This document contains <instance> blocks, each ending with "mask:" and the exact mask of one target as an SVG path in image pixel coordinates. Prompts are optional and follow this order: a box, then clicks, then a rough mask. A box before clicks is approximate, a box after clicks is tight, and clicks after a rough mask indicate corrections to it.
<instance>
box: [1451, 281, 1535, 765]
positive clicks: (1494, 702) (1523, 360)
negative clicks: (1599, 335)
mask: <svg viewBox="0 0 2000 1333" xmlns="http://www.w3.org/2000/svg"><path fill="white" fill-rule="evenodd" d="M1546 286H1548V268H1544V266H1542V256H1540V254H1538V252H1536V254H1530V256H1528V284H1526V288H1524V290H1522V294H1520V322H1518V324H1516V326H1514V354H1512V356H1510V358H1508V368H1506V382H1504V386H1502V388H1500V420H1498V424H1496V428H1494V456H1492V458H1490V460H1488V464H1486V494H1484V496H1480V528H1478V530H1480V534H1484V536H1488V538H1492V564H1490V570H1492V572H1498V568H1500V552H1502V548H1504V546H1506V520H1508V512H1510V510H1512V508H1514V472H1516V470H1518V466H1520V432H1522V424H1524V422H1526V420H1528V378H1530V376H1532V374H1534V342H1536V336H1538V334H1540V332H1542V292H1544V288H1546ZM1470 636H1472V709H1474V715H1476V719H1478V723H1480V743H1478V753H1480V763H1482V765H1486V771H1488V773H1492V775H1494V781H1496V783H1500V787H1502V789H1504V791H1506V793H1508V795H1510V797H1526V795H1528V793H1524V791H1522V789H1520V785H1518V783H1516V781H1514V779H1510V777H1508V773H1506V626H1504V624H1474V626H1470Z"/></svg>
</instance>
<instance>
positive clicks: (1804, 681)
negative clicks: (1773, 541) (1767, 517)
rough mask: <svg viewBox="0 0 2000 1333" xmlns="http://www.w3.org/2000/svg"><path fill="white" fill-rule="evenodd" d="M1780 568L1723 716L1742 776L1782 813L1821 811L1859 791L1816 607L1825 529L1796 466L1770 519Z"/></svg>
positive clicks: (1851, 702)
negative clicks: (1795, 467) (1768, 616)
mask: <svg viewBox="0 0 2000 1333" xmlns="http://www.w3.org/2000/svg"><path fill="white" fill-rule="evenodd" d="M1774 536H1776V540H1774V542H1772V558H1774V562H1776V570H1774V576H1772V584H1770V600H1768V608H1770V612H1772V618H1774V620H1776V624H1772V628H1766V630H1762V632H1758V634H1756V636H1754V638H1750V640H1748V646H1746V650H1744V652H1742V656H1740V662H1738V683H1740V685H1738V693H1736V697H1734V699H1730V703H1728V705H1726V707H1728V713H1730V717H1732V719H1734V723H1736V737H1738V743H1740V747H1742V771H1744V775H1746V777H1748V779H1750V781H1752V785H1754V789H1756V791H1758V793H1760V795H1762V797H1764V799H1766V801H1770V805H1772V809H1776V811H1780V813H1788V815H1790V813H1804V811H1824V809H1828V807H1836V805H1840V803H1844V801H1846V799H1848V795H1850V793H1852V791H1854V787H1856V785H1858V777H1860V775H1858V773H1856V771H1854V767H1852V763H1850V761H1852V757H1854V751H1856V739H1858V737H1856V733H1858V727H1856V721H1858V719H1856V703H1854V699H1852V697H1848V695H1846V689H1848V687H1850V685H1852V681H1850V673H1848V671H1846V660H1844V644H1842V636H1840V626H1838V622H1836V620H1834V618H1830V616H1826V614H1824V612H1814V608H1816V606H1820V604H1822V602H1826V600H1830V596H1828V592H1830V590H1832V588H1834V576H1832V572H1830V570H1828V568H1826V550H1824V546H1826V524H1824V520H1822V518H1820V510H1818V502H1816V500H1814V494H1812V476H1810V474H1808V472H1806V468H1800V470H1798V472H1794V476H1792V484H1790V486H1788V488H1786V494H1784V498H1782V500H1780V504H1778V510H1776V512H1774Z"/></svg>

_____

Requirement >> Retype the records from the line with "</instance>" to the line with "positive clicks: (1851, 702)", both of those lines included.

Response area >>
</instance>
<instance>
positive clicks: (1804, 681)
negative clicks: (1773, 541) (1767, 517)
rough mask: <svg viewBox="0 0 2000 1333" xmlns="http://www.w3.org/2000/svg"><path fill="white" fill-rule="evenodd" d="M1780 568L1723 716L1742 776L1782 813L1821 811L1859 791L1816 607L1825 529L1796 466L1770 519Z"/></svg>
positive clicks: (1851, 702)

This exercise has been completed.